| EXERCISE PROMPT |
Rewrite the records starting at the line that contains "the crab shell" and ending at the line that contains "the crab leg", replacing "planogram cross-check" with "shelf audit" and leaving everything else unchanged.

| STORED RECORDS |
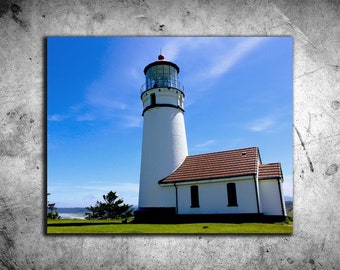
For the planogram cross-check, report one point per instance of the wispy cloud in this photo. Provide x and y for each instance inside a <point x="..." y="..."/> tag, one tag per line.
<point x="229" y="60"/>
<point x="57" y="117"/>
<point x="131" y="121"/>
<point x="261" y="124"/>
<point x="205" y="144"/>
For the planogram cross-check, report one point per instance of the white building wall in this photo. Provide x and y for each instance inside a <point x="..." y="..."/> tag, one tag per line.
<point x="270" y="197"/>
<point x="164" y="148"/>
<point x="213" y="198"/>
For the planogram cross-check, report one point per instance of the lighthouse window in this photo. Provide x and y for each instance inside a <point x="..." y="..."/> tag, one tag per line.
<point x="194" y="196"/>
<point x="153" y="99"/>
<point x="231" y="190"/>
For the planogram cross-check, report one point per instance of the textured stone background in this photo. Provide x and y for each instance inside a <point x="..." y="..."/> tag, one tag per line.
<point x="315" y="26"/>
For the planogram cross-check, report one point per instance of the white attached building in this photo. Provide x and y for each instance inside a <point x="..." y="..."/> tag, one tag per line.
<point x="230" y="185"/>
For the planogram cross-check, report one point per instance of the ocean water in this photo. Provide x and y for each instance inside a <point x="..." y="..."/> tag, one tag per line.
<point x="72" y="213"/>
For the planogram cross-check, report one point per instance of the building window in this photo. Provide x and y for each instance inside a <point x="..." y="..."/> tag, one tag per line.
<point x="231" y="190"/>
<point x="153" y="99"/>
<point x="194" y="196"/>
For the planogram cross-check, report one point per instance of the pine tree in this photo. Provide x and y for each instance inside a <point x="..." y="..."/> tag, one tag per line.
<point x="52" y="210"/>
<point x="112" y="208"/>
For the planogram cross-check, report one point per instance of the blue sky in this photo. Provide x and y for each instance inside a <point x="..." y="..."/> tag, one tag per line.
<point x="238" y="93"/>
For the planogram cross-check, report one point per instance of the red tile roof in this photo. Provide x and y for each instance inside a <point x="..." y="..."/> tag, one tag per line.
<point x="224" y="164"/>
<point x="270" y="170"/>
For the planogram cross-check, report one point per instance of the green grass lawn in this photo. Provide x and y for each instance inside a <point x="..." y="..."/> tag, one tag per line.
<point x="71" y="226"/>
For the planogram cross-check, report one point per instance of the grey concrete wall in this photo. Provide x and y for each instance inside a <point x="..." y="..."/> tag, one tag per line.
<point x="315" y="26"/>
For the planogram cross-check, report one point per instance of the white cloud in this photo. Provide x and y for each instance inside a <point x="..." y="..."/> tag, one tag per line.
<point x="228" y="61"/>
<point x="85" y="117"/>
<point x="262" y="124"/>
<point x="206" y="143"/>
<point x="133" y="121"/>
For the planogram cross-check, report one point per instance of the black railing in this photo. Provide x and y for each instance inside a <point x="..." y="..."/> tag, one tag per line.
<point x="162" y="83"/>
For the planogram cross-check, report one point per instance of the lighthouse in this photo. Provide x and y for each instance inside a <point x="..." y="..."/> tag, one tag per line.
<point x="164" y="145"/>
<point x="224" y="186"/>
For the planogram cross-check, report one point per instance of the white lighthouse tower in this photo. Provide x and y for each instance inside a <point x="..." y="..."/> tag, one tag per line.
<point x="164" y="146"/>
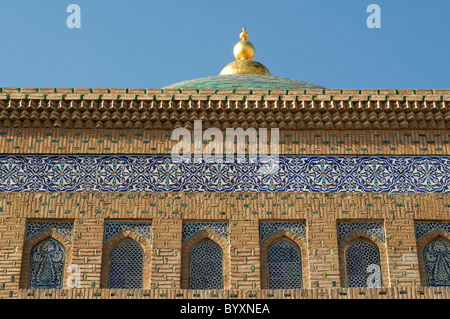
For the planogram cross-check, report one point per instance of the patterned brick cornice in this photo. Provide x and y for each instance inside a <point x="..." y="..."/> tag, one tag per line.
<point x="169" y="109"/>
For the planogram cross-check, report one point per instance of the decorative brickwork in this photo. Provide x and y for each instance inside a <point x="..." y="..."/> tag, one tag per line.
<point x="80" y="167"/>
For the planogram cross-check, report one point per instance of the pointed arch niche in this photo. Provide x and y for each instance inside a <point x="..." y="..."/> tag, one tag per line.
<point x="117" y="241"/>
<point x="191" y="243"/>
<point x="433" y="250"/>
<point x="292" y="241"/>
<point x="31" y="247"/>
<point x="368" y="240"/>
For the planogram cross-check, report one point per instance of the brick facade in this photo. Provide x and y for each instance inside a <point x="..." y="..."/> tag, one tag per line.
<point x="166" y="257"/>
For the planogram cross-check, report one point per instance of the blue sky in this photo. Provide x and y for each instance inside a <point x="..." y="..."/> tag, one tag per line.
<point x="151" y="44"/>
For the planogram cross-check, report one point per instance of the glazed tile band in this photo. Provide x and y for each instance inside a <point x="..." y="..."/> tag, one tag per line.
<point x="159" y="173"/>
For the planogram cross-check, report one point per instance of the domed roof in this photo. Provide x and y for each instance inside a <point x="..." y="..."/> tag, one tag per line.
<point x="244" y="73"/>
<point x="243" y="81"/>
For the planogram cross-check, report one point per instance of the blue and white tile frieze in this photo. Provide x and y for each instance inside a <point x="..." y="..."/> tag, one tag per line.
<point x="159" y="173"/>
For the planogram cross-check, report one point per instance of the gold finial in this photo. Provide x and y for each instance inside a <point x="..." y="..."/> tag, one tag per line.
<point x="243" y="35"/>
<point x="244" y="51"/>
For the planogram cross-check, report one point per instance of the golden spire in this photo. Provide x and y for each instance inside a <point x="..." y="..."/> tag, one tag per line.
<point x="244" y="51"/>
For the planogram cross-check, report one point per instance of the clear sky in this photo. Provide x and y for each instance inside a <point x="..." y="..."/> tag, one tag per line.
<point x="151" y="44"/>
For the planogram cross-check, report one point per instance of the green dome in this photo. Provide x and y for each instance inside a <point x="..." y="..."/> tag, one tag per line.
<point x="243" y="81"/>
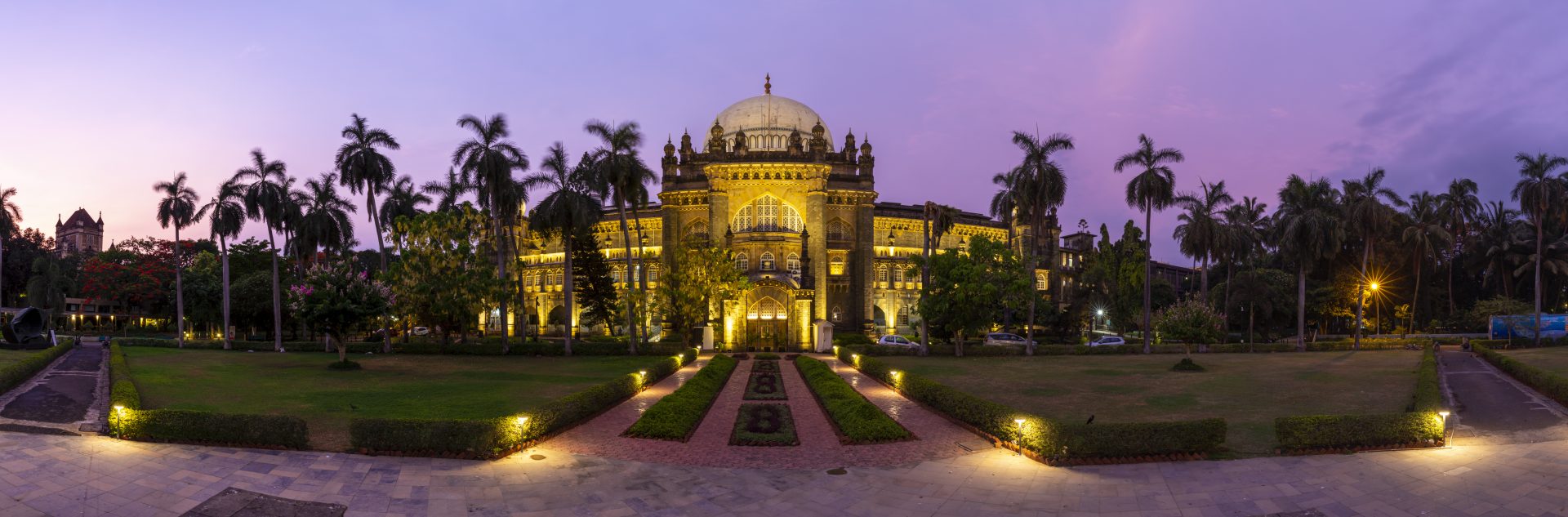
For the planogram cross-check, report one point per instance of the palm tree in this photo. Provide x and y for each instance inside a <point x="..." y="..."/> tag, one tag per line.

--

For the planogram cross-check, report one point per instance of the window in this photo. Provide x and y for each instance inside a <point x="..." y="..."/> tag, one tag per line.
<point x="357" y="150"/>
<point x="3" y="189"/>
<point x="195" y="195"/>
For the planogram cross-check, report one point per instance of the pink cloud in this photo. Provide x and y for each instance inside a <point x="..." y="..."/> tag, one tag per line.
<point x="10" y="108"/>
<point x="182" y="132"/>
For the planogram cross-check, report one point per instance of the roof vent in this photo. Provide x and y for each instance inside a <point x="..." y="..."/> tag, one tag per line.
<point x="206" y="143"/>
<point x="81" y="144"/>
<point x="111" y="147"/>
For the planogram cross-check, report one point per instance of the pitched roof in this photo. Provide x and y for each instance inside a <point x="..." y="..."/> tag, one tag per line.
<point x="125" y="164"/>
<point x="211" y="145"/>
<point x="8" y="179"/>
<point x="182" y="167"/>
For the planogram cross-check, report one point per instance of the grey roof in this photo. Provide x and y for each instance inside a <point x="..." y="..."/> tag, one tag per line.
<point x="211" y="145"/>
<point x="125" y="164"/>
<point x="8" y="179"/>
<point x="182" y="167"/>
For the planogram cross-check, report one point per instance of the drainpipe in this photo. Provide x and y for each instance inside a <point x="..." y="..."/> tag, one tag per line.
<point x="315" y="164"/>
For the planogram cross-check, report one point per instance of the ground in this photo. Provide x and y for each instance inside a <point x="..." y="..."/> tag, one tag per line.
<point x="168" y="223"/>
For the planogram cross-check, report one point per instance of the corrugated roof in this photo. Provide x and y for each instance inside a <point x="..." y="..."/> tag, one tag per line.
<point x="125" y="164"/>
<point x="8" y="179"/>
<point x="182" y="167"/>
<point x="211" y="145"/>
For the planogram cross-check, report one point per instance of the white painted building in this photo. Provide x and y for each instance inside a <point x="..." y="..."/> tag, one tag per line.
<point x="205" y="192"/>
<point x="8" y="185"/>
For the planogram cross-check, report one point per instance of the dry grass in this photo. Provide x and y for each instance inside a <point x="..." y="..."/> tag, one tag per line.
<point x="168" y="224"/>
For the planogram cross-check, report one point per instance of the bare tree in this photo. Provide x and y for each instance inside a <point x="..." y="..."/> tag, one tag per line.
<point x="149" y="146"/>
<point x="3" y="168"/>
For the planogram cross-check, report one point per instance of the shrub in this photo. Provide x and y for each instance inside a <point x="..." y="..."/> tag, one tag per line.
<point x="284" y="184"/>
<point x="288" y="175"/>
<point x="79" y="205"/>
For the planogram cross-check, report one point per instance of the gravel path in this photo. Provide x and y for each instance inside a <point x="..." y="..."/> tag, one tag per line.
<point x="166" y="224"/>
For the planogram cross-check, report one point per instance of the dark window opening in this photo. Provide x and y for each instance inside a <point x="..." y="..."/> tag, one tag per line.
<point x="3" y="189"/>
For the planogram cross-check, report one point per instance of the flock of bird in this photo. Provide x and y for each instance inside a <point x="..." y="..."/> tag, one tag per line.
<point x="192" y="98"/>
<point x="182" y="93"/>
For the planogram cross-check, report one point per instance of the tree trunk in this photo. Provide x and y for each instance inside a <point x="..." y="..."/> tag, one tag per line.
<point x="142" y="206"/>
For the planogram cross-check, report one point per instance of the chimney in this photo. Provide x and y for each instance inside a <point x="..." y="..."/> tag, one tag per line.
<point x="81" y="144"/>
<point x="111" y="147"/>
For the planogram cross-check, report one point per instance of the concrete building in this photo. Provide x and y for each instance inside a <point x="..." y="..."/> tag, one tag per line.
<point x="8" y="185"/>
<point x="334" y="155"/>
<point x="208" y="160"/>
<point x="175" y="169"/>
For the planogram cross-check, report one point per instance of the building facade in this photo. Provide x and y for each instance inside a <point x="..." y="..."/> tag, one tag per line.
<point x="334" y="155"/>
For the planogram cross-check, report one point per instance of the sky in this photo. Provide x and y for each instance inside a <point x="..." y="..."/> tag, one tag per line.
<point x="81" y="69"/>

---

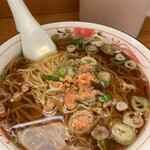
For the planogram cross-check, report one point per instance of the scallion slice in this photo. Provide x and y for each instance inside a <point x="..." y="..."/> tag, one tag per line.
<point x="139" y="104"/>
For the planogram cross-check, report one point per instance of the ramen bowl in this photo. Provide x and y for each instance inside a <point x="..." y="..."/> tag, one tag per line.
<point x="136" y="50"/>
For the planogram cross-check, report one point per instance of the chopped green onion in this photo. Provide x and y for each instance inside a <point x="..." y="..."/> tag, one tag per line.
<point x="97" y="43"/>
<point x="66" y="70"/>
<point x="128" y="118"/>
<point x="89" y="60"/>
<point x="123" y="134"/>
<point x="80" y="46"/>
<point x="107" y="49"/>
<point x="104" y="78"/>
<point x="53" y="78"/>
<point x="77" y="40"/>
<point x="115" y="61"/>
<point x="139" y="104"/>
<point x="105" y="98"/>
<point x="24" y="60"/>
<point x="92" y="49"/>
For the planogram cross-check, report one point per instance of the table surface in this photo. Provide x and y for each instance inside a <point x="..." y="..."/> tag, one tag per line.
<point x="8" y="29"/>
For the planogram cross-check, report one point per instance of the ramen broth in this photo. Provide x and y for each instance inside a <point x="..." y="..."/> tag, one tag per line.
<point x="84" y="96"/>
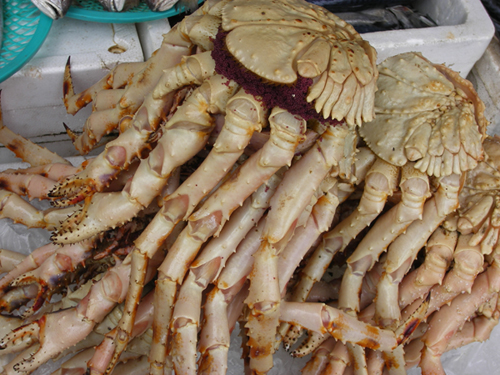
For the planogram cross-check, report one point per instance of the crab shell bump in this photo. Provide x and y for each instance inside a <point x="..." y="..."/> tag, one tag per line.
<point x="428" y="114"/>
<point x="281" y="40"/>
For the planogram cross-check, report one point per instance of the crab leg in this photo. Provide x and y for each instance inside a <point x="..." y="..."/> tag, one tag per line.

| WRITTEN RESPONSE |
For the shelf audit, report one point per instance of the crab shell bump in this photo. Provide x and y for each instance inside a <point x="..." y="..."/> tag, one tag per line.
<point x="428" y="114"/>
<point x="281" y="40"/>
For the shelf audit, report one point per instance of the crab leg in this photo. Provide x and y for each instance inside a <point x="..." y="..."/> tag, one tag per line.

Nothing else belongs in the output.